TEXTO PARA LEITURA -
══════════
Pelourinho
Joana Martins, Ana Luiza Nobre e David Sperling
BA, Brasil
12°58'17" oeste e 38°30'30" sul.
Publicado em
28/08/2022
Atualizado em
02/12/2022
Do tronco de madeira onde os decretos reais eram anunciados e se açoitavam publicamente os escravizados resta apenas o nome, no cruzamento de três ladeiras da primeira cidade fundada pelos portugueses no Novo Mundo, que foi também a primeira capital do Brasil colônia, entre 1549 e 1763. As vias estreitas que caracterizam o centro histórico de Salvador encontram respiro nesse largo empinado e de dimensões generosas, onde é difícil caminhar sem escorregar.
As pedras irregulares e reluzentes que calçam o Pelourinho e são conhecidas como “cabeças de nego” constituem um tipo de pavimentação encontrado também em outras colônias portuguesas, como Angola, Moçambique e Cabo Verde. Acredita-se que a denominação deriva do fato de que as pedras, após servirem de lastro para navios negreiros, eram carregadas na cabeça dos escravizados para pavimentar as ruas da cidade. O que, no caso de Salvador, significava carregá-las ladeira acima, vencendo a acidentada topografia na qual estão enraizadas as origens da cidade: na Cidade Alta, mais resguardada e valorizada, se concentraram inicialmente as áreas administrativas e residenciais. Enquanto na Cidade Baixa, ao nível do mar, ficavam o porto, o mercado e os serviços.
O crescimento da cidade, a partir do séc XIX, provocou mudanças nesse padrão de ocupação, com o esvaziamento progressivo do centro. De bairro aristocrático que foi, no século XVIII, o Pelourinho aos poucos se tornou um bairro popular considerado decadente, com casarões ocupados e subdivididos de forma precária por uma população pobre e majoritariamente negra, que retomava seu lugar num centro agora em ruínas.
══════════
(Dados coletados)
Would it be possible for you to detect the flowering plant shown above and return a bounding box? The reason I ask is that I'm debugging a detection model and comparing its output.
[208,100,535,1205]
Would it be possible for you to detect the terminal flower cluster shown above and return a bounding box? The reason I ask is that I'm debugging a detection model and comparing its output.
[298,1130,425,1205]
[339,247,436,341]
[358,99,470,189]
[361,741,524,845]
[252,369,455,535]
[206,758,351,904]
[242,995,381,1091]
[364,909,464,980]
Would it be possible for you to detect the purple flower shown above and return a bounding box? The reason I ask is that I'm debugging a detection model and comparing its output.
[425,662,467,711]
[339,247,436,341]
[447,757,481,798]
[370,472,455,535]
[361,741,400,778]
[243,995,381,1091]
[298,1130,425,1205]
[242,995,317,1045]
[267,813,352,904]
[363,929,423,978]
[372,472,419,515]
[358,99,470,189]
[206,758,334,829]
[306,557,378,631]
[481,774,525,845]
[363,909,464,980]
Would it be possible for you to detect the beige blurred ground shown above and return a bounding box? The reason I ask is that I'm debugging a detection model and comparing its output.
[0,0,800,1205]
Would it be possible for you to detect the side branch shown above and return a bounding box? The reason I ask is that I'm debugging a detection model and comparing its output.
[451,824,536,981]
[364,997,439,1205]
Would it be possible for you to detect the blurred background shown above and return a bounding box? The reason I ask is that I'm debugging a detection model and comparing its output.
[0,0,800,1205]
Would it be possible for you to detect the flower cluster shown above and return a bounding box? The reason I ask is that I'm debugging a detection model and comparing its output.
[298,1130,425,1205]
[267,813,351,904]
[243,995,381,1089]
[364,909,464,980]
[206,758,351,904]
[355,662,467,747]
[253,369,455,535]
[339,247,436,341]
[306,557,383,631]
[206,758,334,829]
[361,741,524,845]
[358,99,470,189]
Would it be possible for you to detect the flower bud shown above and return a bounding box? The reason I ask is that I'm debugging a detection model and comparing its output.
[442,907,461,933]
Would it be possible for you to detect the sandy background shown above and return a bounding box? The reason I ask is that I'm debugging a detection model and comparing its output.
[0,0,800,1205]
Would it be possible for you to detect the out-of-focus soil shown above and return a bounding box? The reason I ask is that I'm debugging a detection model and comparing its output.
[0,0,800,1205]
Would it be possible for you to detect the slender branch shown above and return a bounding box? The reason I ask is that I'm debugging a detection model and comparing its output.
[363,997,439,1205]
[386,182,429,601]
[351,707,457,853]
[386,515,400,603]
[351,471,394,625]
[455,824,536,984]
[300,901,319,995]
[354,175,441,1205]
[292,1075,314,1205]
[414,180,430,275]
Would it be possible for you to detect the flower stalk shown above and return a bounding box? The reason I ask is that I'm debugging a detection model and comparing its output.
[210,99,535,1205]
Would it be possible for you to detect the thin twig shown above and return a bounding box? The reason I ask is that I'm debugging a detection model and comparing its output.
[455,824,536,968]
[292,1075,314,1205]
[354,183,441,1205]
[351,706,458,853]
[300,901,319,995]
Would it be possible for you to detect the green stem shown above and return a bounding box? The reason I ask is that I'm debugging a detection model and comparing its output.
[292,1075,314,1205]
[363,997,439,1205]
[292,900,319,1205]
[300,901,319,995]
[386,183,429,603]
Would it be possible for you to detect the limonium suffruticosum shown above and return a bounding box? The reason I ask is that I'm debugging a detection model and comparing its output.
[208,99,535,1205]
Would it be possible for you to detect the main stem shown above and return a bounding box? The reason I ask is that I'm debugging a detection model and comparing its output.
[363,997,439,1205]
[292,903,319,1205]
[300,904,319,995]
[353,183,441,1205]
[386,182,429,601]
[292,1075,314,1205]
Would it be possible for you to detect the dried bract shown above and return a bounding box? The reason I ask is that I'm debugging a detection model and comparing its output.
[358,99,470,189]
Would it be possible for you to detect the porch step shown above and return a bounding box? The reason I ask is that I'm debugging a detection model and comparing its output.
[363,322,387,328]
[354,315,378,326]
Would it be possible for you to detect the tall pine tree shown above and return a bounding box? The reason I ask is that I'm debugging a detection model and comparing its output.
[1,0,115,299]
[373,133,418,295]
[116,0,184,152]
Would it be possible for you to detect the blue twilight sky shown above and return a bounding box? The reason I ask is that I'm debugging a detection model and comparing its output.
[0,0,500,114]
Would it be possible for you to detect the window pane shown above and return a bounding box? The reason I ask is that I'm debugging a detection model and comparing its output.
══════════
TAREFAS A FAZER -
1. Copie fielmente o trecho do texto sobre o Pelourinho que vai de "O crescimento da" até "agora em ruínas.".
2. Reescreva de forma mais concisa o parágrafo do texto sobre o Pelourinho que começa com "As pedras irregulares e reluzentes", mantendo seus fatos principais.
3. Quais outras colônias portuguesas o texto sobre o Pelourinho cita como tendo o mesmo tipo de pavimentação?
Esses registros provêm de outra fonte.

RESPOSTAS FINAIS -
1.
O crescimento da cidade, a partir do séc XIX, provocou mudanças nesse padrão de ocupação, com o esvaziamento progressivo do centro. De bairro aristocrático que foi, no século XVIII, o Pelourinho aos poucos se tornou um bairro popular considerado decadente, com casarões ocupados e subdivididos de forma precária por uma população pobre e majoritariamente negra, que retomava seu lugar num centro agora em ruínas.

2. O Pelourinho é calçado com pedras irregulares e reluzentes, conhecidas como "cabeças de nego". Esse tipo de pavimentação também existe em Angola, Moçambique e Cabo Verde. Acredita-se que o nome venha do fato de os escravizados carregarem na cabeça essas pedras, antes usadas como lastro de navios negreiros, para pavimentar as ruas. Em Salvador, isso significava subir as ladeiras. A topografia acidentada dividia a cidade. Na Cidade Alta, mais resguardada e valorizada, concentravam-se inicialmente as áreas administrativas e residenciais. Na Cidade Baixa, ao nível do mar, ficavam o porto, o mercado e os serviços.

3. Angola, Moçambique e Cabo Verde.